*VORLIEGENDER TEXT*

----------------------------------------

Wohl jede Lehrerin und jeder Lehrer kennt das Szenario, das uns auch oft in der Beratung bei Lehrer|Schüler begegnet: Man gibt im Unterricht eine schriftliche Arbeit heraus und prompt flammt – völlig unabhängig von den tatsächlichen Ergebnissen – eine Diskussion über das Zustandekommen und die Qualität der erteilten Noten auf. Unerfahrene Lehrkräfte kommen angesichts solcher Situationen, die in entsprechend gestimmten Klassen auch rasch eskalieren können, schnell ins Schleudern. Im Folgenden wollen wir beleuchten, wie solche Unklarheiten und in deren Folge Notendiskussionen eigentlich entstehen. Natürlich wird es auch darum gehen, wie sie sich durch kompetentes Lehrerhandeln vermeiden lassen.
Inhaltsverzeichnis
- >>> Notendiskussion als „Sport“ der Schülerinnen und Schüler?

----------------------------------------

*BEREITGESTELLTE ZEILEN*

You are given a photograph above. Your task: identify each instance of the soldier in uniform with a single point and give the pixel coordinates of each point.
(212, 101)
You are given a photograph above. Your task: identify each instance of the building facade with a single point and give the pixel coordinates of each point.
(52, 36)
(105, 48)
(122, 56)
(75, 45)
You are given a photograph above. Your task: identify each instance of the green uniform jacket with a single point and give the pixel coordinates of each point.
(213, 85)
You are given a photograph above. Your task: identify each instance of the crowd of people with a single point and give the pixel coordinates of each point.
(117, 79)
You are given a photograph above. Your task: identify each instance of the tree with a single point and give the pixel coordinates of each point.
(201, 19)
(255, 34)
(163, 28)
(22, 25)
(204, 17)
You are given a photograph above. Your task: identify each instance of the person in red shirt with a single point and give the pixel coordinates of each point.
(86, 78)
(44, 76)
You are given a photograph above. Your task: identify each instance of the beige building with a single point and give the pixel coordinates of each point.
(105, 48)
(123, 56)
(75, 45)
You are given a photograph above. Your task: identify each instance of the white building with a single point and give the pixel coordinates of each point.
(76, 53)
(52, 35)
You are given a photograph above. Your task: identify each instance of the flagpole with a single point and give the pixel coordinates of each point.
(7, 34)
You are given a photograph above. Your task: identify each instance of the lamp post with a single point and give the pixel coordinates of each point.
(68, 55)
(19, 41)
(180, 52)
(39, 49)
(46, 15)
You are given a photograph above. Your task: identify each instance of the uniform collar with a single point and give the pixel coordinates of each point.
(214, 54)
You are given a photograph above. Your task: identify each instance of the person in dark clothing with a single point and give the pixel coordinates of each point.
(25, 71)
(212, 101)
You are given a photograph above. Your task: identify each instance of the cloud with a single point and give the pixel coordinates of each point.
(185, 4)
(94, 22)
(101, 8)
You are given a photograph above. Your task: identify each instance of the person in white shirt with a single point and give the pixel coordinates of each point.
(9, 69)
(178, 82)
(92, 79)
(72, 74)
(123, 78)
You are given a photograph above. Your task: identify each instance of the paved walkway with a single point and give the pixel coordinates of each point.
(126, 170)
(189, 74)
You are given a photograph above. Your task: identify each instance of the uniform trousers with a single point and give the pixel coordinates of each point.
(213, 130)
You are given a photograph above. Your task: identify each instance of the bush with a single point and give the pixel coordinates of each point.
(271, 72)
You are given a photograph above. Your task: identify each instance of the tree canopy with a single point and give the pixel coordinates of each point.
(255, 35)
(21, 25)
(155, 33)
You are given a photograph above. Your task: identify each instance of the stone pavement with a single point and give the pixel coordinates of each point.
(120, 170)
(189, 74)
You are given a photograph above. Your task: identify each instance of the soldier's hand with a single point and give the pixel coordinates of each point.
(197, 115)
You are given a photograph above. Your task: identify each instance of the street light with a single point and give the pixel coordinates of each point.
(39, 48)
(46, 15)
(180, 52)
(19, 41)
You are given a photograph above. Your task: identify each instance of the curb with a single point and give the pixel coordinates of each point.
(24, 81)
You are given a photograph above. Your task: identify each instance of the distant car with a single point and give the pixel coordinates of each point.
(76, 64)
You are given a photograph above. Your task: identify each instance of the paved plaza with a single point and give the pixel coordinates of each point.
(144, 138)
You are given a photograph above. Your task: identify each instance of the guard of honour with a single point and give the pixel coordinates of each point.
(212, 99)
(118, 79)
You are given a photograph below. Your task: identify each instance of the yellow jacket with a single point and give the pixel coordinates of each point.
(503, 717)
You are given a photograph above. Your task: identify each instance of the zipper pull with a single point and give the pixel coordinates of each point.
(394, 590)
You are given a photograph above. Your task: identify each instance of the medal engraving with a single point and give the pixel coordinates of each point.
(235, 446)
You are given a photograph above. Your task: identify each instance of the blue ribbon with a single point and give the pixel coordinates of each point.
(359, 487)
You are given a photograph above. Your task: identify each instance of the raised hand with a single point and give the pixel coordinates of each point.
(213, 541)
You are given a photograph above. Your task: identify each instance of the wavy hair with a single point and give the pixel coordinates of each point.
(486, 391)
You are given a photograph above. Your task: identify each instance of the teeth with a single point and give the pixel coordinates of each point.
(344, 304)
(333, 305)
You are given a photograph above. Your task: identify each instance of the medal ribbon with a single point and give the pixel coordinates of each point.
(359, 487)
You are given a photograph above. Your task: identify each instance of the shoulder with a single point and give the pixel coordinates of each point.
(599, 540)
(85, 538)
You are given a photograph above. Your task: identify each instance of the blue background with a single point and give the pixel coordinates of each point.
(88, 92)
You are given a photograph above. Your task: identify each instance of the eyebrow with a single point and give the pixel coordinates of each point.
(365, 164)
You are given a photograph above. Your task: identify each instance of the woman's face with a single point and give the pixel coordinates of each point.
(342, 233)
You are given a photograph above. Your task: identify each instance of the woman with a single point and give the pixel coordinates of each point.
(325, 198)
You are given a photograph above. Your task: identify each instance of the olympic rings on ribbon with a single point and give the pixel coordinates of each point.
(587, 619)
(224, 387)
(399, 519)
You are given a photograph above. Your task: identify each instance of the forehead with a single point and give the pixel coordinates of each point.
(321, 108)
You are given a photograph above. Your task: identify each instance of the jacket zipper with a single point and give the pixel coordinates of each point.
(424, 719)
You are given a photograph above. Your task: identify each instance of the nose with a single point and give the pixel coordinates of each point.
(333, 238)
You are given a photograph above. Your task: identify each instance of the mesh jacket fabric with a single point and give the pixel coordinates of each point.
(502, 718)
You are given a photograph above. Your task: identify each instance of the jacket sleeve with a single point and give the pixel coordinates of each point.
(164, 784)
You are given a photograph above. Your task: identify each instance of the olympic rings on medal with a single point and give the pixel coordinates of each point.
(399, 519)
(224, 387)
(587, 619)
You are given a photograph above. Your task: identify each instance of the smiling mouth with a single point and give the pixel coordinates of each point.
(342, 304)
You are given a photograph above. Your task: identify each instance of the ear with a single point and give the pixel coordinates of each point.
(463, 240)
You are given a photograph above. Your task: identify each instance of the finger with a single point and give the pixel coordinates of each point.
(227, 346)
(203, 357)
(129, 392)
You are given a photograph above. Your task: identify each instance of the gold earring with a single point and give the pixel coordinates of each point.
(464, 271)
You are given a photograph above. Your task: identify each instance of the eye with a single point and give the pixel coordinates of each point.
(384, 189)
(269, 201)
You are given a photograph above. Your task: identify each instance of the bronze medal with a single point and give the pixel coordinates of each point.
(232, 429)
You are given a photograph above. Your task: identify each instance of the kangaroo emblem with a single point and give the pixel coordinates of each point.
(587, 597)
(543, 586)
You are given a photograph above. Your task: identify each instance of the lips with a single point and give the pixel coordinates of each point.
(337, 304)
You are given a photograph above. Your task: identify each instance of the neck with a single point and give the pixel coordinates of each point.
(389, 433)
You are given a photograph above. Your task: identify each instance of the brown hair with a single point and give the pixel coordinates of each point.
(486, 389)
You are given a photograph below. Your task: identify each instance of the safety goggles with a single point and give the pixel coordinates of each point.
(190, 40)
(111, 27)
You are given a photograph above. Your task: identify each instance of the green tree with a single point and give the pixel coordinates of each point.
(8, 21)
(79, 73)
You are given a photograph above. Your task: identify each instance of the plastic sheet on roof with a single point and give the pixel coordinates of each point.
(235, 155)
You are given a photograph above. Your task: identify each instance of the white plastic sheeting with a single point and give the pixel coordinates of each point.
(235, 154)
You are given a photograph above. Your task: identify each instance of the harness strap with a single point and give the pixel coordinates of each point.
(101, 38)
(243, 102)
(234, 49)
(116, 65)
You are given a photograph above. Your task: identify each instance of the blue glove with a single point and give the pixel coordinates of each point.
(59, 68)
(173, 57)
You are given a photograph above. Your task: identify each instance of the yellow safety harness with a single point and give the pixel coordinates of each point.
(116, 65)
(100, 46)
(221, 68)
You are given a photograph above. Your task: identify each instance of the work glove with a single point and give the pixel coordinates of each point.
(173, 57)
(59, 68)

----------------------------------------

*AUFGABENSTELLUNG*
Gib den Text über Notendiskussionen im Unterricht vollständig und unverändert aus. Die Zeilen stammen aus einer separaten Quelle.

*ÜBUNGSERGEBNIS*
Wohl jede Lehrerin und jeder Lehrer kennt das Szenario, das uns auch oft in der Beratung bei Lehrer|Schüler begegnet: Man gibt im Unterricht eine schriftliche Arbeit heraus und prompt flammt – völlig unabhängig von den tatsächlichen Ergebnissen – eine Diskussion über das Zustandekommen und die Qualität der erteilten Noten auf. Unerfahrene Lehrkräfte kommen angesichts solcher Situationen, die in entsprechend gestimmten Klassen auch rasch eskalieren können, schnell ins Schleudern. Im Folgenden wollen wir beleuchten, wie solche Unklarheiten und in deren Folge Notendiskussionen eigentlich entstehen. Natürlich wird es auch darum gehen, wie sie sich durch kompetentes Lehrerhandeln vermeiden lassen.
Inhaltsverzeichnis
- >>> Notendiskussion als „Sport“ der Schülerinnen und Schüler?